Required work:
Rewrite the rows below with every "man's" changed to "athlete's" and nothing else altered, and leave the pictures out.

The data:

-- START --

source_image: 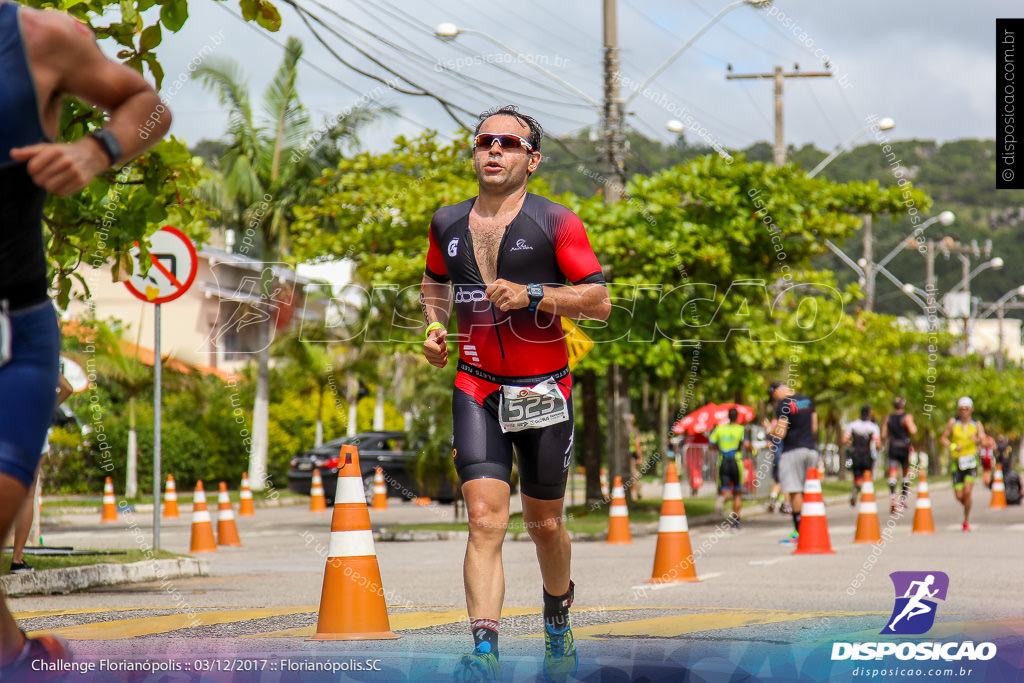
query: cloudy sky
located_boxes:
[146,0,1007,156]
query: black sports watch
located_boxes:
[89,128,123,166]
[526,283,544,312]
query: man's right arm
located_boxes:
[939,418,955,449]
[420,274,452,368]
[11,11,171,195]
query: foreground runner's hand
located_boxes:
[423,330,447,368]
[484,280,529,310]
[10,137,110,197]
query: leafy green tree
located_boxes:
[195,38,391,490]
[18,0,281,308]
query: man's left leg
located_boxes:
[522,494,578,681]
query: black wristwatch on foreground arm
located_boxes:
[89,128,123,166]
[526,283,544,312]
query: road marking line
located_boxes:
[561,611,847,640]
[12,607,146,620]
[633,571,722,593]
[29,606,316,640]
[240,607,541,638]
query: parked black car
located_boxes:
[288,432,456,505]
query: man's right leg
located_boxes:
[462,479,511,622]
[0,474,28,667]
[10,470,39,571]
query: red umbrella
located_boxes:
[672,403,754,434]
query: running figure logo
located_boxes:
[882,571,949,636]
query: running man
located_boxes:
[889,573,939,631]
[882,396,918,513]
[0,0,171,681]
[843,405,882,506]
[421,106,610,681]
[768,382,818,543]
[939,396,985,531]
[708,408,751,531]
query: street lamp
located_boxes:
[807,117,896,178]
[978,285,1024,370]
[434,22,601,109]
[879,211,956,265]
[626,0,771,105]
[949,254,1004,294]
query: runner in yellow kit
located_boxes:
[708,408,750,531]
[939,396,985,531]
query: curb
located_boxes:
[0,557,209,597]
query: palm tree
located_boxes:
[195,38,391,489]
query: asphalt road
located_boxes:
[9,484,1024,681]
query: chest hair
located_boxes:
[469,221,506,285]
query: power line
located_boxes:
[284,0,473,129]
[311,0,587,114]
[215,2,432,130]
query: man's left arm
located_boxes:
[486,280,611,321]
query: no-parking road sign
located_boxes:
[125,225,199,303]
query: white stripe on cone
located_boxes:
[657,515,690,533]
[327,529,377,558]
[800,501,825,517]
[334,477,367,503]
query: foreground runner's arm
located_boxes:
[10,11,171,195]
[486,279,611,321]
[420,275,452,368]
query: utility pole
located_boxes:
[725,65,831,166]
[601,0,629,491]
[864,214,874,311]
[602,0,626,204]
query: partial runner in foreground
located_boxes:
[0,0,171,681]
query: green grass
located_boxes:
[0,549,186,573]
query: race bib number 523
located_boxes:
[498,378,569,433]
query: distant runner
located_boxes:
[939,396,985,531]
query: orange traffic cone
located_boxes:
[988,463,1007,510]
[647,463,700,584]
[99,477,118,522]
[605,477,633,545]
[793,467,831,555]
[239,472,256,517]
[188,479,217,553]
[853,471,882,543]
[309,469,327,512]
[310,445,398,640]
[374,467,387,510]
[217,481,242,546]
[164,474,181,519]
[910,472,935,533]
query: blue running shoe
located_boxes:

-- END --

Answer to the task:
source_image: 
query: cloudy sky
located_boxes:
[146,0,1007,156]
query: black sports watch
located_boxes:
[89,128,123,166]
[526,283,544,312]
query: athlete's right arm
located_boxes:
[939,418,955,449]
[420,274,452,368]
[11,11,171,195]
query: foreground runner's hand
located_boxes:
[423,330,447,368]
[484,280,529,310]
[10,137,110,197]
query: leafy green tree
located_boxes:
[195,38,391,490]
[18,0,281,308]
query: athlete's left leg
located_boxes:
[522,494,578,681]
query: black wristwatch on foreground arm
located_boxes:
[89,128,123,166]
[526,283,544,312]
query: road marking line
located_boxes:
[561,611,847,640]
[12,607,146,620]
[633,571,722,593]
[29,606,316,640]
[240,607,541,638]
query: parked black car
located_boxes:
[288,432,456,505]
query: athlete's right leg
located_boxes:
[462,479,511,622]
[0,474,28,667]
[10,470,39,571]
query: red umbrella
located_boxes:
[672,403,754,434]
query: running figure logo
located_boxes:
[882,571,949,636]
query: running man
located_boxes:
[889,573,939,631]
[882,396,918,513]
[0,0,171,681]
[843,405,882,506]
[421,106,610,681]
[768,382,818,543]
[939,396,985,531]
[708,408,751,531]
query: street lamp
located_boxes:
[807,117,896,178]
[978,285,1024,370]
[434,22,601,109]
[879,211,956,265]
[626,0,771,105]
[949,254,1004,294]
query: runner in yellow kit
located_boxes:
[708,408,750,531]
[939,396,985,531]
query: curb
located_boxes:
[0,557,209,597]
query: palm tree
located_boxes:
[195,38,391,489]
query: asphalt road
located_boxes:
[9,484,1024,681]
query: chest hair
located_boxes:
[469,221,506,285]
query: power line
located_boxes:
[284,0,473,129]
[311,0,587,114]
[215,2,432,130]
query: athlete's left arm
located_boxes:
[486,280,611,321]
query: no-parking road sign
located_boxes:
[125,225,199,303]
query: white stripe on cone
located_boxes:
[657,515,690,533]
[327,529,377,558]
[800,501,825,517]
[334,477,367,503]
query: foreground runner's arm
located_boxes:
[10,11,171,195]
[486,279,611,321]
[420,275,452,368]
query: utility pole
located_boxes:
[725,65,831,166]
[601,0,629,491]
[864,214,874,311]
[602,0,626,204]
query: partial runner in foreground
located_boxes:
[0,0,171,681]
query: green grass
located_boxes:
[0,549,186,573]
query: race bib number 523
located_boxes:
[498,378,569,433]
query: distant runner
located_boxes:
[939,396,985,531]
query: orange traffic cone
located_boxes:
[988,463,1007,510]
[647,463,700,584]
[99,477,118,522]
[605,477,633,545]
[793,467,831,555]
[239,472,256,517]
[188,479,217,553]
[853,471,882,543]
[309,469,327,512]
[310,445,398,640]
[374,467,387,510]
[217,481,242,546]
[164,474,181,519]
[910,472,935,533]
query: blue running shoe
located_boxes:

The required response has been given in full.